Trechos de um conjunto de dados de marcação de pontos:
----

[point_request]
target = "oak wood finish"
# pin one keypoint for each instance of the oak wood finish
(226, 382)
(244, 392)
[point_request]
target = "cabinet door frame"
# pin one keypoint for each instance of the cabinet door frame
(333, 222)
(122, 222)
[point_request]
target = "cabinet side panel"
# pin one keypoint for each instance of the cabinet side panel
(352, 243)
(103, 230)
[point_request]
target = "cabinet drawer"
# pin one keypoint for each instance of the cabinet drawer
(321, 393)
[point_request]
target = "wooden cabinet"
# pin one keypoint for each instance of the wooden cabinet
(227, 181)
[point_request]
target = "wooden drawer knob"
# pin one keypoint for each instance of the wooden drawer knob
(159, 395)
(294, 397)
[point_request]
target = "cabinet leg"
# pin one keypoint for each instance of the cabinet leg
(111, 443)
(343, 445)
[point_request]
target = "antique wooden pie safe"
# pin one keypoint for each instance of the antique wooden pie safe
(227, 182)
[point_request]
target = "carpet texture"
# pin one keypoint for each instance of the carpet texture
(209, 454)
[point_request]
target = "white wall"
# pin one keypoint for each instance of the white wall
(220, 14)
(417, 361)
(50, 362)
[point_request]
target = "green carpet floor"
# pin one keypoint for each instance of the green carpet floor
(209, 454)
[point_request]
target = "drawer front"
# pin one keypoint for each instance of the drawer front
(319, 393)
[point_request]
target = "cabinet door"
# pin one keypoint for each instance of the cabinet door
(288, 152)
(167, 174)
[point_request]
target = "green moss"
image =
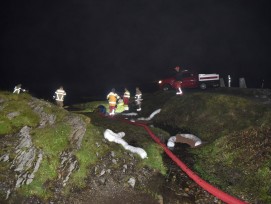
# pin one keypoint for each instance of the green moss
(91, 145)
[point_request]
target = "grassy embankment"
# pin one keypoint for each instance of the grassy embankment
(53, 139)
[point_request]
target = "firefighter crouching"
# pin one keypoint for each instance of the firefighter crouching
(138, 99)
(112, 98)
(18, 89)
(59, 96)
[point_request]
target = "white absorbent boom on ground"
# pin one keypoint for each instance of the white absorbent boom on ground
(117, 138)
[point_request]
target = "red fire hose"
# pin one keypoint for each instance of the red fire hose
(205, 185)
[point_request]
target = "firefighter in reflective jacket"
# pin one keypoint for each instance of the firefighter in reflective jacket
(126, 98)
(59, 96)
(112, 98)
(18, 89)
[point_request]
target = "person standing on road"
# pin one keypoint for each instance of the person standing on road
(126, 98)
(112, 98)
(18, 89)
(138, 99)
(178, 83)
(59, 96)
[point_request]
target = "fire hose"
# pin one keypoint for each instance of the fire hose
(205, 185)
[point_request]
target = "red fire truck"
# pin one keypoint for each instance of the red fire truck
(190, 79)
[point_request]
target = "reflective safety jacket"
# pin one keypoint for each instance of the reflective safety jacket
(60, 93)
(112, 98)
(126, 94)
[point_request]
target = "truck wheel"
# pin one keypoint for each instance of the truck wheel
(166, 87)
(203, 86)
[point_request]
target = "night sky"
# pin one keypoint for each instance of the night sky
(92, 46)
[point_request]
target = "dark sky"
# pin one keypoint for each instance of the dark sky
(91, 46)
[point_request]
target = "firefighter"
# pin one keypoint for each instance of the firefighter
(18, 89)
(178, 83)
(126, 98)
(177, 69)
(178, 86)
(59, 96)
(112, 98)
(138, 99)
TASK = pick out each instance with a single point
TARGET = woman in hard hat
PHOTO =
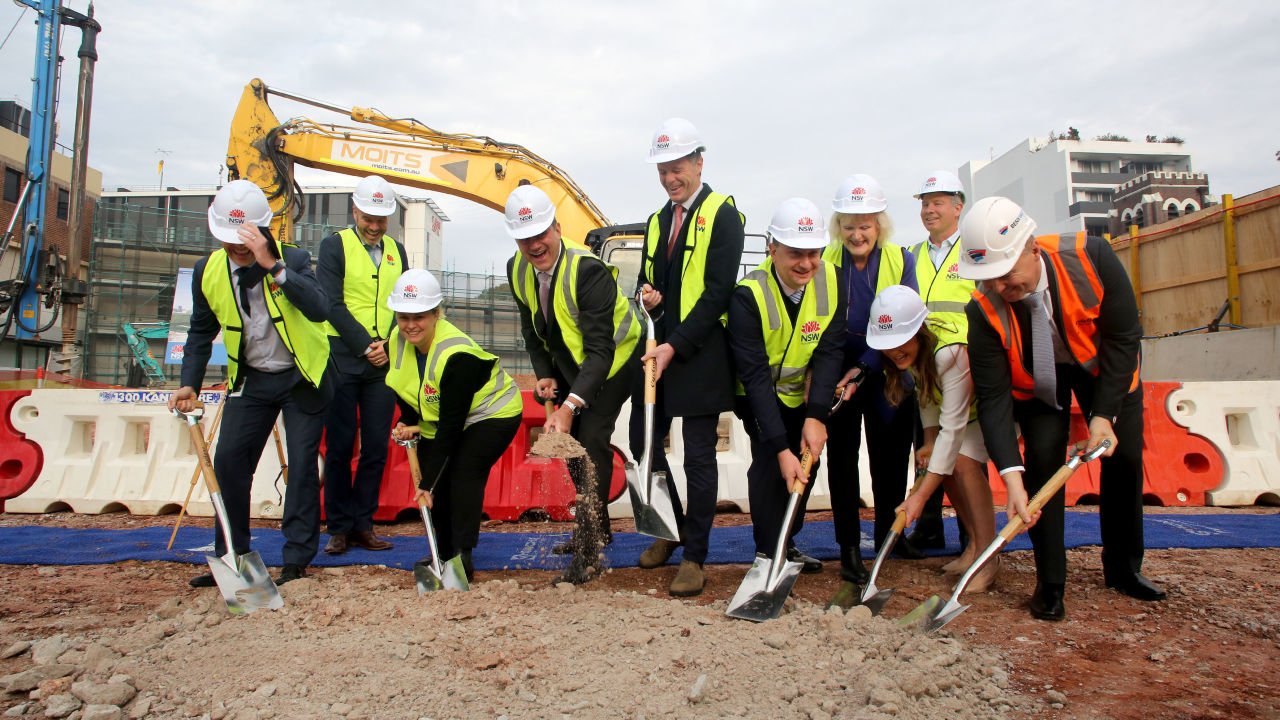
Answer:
(867, 263)
(457, 400)
(954, 450)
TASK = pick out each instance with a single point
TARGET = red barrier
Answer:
(1178, 466)
(19, 458)
(517, 484)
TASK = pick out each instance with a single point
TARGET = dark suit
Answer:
(361, 400)
(698, 384)
(250, 414)
(1045, 429)
(551, 356)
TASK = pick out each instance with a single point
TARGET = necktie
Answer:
(676, 226)
(1042, 351)
(544, 287)
(242, 283)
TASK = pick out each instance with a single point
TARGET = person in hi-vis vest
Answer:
(945, 294)
(264, 297)
(465, 408)
(359, 265)
(581, 336)
(865, 261)
(786, 328)
(1055, 317)
(693, 249)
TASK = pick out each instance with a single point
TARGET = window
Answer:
(12, 185)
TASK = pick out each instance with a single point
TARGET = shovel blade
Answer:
(245, 583)
(757, 598)
(653, 509)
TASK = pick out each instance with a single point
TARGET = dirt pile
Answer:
(357, 645)
(586, 545)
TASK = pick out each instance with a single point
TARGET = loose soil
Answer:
(359, 642)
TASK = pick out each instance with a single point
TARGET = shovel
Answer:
(241, 578)
(433, 575)
(952, 607)
(873, 597)
(650, 497)
(768, 583)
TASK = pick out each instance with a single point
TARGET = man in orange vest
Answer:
(1055, 315)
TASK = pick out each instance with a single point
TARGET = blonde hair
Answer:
(883, 227)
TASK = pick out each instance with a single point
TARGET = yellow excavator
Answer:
(407, 151)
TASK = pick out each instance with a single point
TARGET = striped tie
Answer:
(1042, 351)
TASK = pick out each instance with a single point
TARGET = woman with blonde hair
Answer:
(865, 263)
(954, 452)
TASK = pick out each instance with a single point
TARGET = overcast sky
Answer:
(790, 98)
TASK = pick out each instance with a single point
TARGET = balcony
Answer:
(1088, 206)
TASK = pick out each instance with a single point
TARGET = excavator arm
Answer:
(402, 150)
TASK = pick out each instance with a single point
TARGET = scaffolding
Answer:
(133, 269)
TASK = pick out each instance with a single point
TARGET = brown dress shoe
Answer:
(658, 554)
(368, 540)
(337, 545)
(689, 579)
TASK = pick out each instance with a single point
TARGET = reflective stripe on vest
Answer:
(304, 338)
(1079, 301)
(499, 397)
(626, 326)
(890, 263)
(790, 346)
(365, 288)
(944, 294)
(698, 236)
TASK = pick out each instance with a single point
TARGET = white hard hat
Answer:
(374, 196)
(896, 315)
(673, 140)
(941, 181)
(238, 204)
(859, 195)
(798, 223)
(992, 236)
(416, 291)
(529, 212)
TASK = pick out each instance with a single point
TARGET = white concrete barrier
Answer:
(1240, 419)
(113, 450)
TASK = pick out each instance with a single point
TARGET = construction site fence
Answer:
(1212, 269)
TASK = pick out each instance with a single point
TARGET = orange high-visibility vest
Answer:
(1079, 301)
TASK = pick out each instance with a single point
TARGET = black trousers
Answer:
(246, 429)
(702, 473)
(458, 495)
(766, 490)
(1045, 441)
(361, 404)
(594, 429)
(888, 445)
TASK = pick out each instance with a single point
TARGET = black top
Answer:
(461, 379)
(1119, 342)
(597, 292)
(699, 379)
(753, 364)
(301, 290)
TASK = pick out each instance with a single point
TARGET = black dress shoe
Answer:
(906, 550)
(205, 580)
(291, 573)
(1137, 587)
(851, 568)
(1047, 602)
(926, 541)
(808, 565)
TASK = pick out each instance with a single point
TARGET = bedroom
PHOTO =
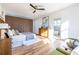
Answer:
(35, 31)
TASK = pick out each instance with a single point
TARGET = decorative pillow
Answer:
(13, 31)
(17, 32)
(10, 33)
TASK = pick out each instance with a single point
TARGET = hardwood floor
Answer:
(40, 48)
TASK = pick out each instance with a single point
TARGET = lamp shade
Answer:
(4, 26)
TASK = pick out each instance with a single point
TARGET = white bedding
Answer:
(25, 38)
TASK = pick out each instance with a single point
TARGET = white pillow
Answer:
(13, 31)
(10, 33)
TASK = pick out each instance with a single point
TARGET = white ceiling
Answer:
(25, 11)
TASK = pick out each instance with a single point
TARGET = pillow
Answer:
(70, 44)
(10, 33)
(17, 32)
(13, 31)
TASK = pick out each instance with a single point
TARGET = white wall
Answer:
(70, 14)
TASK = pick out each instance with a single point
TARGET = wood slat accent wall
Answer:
(23, 25)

----

Objetivo ->
Separe nos dados acima cada linha em que aparece a palavra "shoe" e copie essas linhas. Maiúsculas e minúsculas fazem diferença.

Resultado ->
TARGET = brown dress shoe
TARGET = black dress shoe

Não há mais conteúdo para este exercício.